What approximation does the porous convection page say is used so the fluid's density doesn't need to be determined?

Selection ->
────────────────────

Porous Convection

This Porous Convection model is based on the equations, constants and mesh structure given by ETH Zurich's course on Solving Partial Differential Equations in Parallel on GPUs Lecture 4.

Dependencies

using CairoMakie
using Catlab
using CombinatorialSpaces
using ComponentArrays
using Decapodes
using DiagrammaticEquations
using Distributions
using GeometryBasics: Point2, Point3
using LinearAlgebra
using MLStyle
using OrdinaryDiffEq
using SparseArrays
using StaticArrays
using StatsBase

import CombinatorialSpaces.DiscreteExteriorCalculus: eval_constant_primal_form

Porous Convection Decapode

The overall physics the model wishes to capture here are those of a fluid at different temperatures. Differences in the temperature of the fluid led to differences in the densities of that fluid which leads to convection of the fluid.

To drive the convection, the model has a cooling element at the top and a heating element at the bottom of our mesh. To avoid the need to determine the density of the fluid, the Boussinesq approximation is used.

────────────────────

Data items
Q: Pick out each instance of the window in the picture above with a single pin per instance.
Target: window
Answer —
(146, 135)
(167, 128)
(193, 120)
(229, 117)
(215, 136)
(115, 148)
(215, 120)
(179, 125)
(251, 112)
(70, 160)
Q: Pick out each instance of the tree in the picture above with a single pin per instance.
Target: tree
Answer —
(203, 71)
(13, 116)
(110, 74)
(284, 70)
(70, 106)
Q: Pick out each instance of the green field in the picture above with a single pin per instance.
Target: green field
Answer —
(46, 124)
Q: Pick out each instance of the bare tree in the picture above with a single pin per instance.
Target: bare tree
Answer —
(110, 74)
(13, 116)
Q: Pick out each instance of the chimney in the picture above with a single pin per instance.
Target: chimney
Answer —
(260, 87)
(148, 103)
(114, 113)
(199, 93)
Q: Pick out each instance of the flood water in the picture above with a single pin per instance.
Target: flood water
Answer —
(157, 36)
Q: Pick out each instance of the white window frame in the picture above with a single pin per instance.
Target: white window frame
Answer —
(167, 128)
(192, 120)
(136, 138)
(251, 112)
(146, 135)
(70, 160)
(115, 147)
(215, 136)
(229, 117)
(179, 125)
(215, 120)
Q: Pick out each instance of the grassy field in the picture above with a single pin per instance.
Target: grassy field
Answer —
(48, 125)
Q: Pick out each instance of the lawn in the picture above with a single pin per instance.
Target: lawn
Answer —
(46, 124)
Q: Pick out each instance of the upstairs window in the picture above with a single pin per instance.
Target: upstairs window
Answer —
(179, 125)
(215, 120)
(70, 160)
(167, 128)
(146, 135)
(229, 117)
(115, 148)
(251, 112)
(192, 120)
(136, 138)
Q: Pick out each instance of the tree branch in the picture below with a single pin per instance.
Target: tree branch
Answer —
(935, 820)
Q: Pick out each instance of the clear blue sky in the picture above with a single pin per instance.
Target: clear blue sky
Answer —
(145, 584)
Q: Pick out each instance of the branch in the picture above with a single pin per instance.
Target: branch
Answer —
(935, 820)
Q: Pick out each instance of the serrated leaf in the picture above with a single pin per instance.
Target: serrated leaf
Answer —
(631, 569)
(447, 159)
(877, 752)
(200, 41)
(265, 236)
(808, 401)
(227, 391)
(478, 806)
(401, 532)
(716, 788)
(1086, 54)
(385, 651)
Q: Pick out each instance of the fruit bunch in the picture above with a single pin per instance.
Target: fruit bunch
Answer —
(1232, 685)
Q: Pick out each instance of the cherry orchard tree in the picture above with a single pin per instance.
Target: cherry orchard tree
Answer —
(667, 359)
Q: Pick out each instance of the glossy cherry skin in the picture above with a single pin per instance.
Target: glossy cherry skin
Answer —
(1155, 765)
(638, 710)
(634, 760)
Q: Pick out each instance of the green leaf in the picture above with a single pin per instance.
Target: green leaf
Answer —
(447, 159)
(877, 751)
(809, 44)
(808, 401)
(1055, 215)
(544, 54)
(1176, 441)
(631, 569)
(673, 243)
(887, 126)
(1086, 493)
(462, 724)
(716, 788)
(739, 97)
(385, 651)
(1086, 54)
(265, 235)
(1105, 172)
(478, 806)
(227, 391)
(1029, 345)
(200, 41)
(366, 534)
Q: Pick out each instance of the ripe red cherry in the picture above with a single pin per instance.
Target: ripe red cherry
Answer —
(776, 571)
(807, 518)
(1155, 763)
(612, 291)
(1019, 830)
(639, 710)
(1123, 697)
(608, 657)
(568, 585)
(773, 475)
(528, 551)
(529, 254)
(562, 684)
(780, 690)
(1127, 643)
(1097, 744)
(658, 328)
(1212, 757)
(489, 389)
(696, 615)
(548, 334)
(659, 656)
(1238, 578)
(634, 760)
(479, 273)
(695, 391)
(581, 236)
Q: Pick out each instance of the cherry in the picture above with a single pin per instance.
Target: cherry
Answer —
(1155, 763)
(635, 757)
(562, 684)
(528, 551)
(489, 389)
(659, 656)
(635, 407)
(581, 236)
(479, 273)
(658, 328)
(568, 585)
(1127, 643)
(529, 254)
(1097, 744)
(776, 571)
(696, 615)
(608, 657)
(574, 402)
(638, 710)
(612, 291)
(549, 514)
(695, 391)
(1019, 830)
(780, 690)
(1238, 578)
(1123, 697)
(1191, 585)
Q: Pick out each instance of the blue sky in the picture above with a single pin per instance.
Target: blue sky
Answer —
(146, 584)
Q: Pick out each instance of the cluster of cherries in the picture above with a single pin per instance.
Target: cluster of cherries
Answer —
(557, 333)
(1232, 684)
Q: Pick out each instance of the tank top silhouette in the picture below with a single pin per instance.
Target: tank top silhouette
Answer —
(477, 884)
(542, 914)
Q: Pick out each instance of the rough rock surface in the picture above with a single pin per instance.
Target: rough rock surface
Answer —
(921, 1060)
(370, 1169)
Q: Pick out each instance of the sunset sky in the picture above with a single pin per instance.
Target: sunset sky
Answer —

────────────────────

Written response -> The Boussinesq approximation.